● Exercice proposé 1
Pouvez-vous recopier mot pour mot l'intégralité du texte ci-dessous sur la simulation de la mobilité dans les réseaux Ad Hoc ?

● Texte présenté
La différence dans les définitions des diverses architectures n’implique pas forcément des différences substantielles dans leur fonctionnement (interface). Certaines problématiques dans la mise en œuvre de ces systèmes sont donc partagés entre les différentes architectures. Dans la caractérisation des réseaux mobiles Ad Hoc et dans le développement des protocoles de communications dédiés à ces réseaux, il est fondamental de pouvoir simuler le comportement des nœuds dans différents contextes d’utilisation et de mobilité. À ce sujet, des scénarios de simulation peuvent être générés à partir des traces de mobilité synthétiques (i.e. issues des modèles de mobilité) ou à partir des traces de mobilité réelles (i.e. contenues dans des collections de données de mobilité capturées sur le terrain).

● Données à traiter
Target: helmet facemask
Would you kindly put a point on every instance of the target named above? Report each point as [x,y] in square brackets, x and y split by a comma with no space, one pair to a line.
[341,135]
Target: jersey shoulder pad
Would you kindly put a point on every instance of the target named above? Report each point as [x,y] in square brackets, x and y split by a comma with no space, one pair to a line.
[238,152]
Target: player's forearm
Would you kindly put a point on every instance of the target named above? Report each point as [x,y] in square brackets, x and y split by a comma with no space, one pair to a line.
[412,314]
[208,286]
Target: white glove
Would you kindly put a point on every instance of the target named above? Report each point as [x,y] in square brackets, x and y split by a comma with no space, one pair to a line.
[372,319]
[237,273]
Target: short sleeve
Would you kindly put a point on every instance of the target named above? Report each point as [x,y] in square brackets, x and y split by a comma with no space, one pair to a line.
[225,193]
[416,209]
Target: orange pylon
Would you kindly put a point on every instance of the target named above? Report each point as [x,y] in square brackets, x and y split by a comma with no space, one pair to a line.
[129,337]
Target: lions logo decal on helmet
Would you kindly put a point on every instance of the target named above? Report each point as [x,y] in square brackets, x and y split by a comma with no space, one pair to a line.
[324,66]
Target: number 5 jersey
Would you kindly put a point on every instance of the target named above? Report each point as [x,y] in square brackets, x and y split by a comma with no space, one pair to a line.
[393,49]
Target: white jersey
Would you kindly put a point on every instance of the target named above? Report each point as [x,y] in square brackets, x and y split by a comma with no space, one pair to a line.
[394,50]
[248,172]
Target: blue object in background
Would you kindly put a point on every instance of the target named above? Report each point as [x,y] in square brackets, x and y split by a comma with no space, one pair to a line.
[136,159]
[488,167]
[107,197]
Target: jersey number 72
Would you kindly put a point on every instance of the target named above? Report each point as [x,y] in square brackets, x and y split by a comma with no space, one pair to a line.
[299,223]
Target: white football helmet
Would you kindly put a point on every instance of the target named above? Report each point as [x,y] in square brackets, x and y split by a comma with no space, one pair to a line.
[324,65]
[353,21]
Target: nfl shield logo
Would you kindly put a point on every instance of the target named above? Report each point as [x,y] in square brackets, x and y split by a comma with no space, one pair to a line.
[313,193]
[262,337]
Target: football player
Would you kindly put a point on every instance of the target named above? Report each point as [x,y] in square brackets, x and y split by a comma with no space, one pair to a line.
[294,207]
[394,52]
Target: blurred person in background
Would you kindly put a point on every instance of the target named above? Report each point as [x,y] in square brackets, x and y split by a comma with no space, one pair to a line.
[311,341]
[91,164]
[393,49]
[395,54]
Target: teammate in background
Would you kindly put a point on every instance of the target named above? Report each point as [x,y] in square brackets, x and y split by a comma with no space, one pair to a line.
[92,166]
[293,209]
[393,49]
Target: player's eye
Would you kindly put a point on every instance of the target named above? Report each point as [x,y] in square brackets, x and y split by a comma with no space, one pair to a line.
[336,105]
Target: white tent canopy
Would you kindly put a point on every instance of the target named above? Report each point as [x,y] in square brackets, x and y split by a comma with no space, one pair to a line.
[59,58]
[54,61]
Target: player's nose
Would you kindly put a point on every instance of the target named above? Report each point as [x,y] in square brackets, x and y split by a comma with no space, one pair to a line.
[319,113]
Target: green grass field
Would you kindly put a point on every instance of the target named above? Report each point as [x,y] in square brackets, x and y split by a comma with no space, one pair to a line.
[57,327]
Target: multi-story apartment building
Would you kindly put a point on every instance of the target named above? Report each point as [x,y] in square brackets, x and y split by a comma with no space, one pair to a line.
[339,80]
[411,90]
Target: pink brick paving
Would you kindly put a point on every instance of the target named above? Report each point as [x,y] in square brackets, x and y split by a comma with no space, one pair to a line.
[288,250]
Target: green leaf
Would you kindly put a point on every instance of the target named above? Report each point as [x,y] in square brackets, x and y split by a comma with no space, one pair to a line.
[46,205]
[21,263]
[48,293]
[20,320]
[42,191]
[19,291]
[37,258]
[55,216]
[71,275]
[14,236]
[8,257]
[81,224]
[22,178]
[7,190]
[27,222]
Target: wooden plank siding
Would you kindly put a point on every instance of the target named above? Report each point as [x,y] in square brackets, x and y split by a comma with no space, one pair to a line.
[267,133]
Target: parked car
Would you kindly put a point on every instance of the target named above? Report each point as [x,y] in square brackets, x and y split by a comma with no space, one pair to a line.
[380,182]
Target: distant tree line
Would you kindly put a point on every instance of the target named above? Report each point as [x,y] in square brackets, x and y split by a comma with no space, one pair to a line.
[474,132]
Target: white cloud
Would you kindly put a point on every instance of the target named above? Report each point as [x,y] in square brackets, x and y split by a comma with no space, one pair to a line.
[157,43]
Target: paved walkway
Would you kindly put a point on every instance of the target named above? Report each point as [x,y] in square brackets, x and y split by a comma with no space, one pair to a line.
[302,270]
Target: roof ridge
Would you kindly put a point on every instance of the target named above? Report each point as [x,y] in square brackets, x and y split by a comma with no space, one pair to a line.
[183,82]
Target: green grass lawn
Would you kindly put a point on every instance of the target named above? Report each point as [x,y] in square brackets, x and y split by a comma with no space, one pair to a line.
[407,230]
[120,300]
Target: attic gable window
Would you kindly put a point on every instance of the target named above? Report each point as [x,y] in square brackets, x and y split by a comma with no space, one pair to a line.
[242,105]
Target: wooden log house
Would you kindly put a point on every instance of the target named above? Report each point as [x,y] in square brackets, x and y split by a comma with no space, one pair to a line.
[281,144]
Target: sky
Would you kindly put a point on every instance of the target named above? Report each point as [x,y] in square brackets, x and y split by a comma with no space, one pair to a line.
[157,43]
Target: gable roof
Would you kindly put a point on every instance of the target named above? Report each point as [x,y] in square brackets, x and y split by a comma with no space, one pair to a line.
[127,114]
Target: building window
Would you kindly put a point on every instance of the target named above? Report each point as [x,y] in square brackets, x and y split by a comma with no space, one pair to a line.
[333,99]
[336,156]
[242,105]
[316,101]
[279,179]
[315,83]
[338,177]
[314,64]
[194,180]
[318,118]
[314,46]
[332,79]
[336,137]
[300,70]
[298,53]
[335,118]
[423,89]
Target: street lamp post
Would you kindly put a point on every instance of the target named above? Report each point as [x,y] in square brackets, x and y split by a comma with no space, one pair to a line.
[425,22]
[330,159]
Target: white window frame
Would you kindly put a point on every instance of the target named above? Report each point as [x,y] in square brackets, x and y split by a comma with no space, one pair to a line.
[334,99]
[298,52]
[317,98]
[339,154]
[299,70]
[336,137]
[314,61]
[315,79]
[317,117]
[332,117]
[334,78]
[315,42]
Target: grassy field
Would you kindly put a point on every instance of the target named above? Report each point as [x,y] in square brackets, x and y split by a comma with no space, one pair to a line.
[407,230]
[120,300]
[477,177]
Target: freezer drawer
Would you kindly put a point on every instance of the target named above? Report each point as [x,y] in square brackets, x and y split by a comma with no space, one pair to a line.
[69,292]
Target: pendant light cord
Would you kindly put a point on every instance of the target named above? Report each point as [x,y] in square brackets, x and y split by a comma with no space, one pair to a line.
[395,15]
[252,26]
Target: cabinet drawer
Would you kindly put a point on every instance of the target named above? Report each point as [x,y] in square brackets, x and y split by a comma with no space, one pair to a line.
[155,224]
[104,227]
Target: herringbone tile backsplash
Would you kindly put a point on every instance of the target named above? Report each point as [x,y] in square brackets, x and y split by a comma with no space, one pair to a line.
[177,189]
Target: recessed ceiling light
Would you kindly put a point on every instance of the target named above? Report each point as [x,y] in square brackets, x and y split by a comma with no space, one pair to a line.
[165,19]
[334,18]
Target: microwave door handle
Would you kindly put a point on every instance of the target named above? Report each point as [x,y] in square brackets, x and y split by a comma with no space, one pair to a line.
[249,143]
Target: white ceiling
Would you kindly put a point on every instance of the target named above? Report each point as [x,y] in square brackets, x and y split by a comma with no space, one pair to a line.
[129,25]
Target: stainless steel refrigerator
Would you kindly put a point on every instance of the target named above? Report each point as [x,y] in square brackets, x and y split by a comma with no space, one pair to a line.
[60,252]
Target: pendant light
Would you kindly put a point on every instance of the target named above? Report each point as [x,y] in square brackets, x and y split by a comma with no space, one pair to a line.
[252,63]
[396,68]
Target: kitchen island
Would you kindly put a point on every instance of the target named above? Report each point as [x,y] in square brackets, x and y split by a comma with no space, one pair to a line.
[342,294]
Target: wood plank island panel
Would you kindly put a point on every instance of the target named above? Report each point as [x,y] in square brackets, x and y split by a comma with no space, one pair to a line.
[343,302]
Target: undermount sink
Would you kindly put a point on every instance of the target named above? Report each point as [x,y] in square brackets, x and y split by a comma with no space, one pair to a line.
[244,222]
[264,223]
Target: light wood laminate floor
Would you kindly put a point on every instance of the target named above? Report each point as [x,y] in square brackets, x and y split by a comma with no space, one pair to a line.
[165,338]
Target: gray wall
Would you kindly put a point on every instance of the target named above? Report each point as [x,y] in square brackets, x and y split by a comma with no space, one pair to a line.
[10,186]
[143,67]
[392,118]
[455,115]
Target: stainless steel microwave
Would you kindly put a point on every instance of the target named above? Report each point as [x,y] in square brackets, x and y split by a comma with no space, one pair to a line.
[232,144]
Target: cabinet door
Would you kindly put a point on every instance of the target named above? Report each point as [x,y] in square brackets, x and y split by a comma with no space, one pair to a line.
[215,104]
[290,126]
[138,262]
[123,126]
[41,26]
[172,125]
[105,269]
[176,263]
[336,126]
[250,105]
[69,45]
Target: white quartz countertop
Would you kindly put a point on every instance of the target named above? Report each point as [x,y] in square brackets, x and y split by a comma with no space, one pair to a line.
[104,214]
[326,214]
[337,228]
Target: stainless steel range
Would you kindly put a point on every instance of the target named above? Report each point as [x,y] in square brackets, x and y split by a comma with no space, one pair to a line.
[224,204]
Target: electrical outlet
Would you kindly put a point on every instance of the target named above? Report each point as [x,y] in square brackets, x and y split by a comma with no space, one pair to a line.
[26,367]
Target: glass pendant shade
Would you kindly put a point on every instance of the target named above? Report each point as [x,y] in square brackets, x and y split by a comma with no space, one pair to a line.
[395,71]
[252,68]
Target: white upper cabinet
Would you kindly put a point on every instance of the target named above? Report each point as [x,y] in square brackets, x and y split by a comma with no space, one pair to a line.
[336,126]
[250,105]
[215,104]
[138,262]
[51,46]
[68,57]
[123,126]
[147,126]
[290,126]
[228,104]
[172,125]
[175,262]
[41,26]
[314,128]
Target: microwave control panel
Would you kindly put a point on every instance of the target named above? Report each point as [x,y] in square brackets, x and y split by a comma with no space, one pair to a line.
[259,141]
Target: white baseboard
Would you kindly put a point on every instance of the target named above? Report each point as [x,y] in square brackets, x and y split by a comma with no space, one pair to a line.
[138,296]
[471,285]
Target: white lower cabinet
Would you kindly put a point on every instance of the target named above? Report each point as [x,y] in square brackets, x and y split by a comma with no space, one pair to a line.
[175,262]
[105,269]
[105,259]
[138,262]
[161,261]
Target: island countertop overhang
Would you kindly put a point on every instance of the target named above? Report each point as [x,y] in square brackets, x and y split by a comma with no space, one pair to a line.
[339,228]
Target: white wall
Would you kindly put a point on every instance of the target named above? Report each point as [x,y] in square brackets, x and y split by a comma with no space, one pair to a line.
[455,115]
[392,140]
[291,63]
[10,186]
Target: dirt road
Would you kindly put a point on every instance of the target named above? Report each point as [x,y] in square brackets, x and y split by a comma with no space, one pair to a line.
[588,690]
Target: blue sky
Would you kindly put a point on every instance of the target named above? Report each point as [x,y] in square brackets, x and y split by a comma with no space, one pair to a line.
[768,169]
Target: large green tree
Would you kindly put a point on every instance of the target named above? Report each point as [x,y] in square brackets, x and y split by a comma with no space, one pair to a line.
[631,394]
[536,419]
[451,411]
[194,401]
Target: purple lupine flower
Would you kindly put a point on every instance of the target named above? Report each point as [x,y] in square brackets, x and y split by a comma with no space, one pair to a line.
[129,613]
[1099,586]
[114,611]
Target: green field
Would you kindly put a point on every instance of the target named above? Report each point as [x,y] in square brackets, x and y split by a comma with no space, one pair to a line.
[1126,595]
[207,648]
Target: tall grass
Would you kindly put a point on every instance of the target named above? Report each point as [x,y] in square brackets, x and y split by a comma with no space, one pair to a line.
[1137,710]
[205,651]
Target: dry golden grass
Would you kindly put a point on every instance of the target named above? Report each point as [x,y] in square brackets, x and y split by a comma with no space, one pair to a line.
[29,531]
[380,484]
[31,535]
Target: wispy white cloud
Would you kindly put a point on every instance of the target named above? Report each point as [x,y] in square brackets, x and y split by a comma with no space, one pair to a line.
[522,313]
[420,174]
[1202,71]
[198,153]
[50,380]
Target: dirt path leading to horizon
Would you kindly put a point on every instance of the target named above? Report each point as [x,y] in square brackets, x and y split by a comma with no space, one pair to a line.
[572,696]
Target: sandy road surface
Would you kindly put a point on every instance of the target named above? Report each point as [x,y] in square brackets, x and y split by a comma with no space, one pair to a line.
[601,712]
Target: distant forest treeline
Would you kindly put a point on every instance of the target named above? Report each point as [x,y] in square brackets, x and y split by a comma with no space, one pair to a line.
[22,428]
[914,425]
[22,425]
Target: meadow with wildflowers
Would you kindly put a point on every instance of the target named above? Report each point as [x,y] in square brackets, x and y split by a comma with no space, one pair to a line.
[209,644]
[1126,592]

● Exercice proposé 2
Combien de lignes de la liste ci-dessus contiennent la chaîne « number » ? Donnez uniquement le nombre.

● Réponse 1
La différence dans les définitions des diverses architectures n’implique pas forcément des différences substantielles dans leur fonctionnement (interface). Certaines problématiques dans la mise en œuvre de ces systèmes sont donc partagés entre les différentes architectures. Dans la caractérisation des réseaux mobiles Ad Hoc et dans le développement des protocoles de communications dédiés à ces réseaux, il est fondamental de pouvoir simuler le comportement des nœuds dans différents contextes d’utilisation et de mobilité. À ce sujet, des scénarios de simulation peuvent être générés à partir des traces de mobilité synthétiques (i.e. issues des modèles de mobilité) ou à partir des traces de mobilité réelles (i.e. contenues dans des collections de données de mobilité capturées sur le terrain).

● Réponse 2
2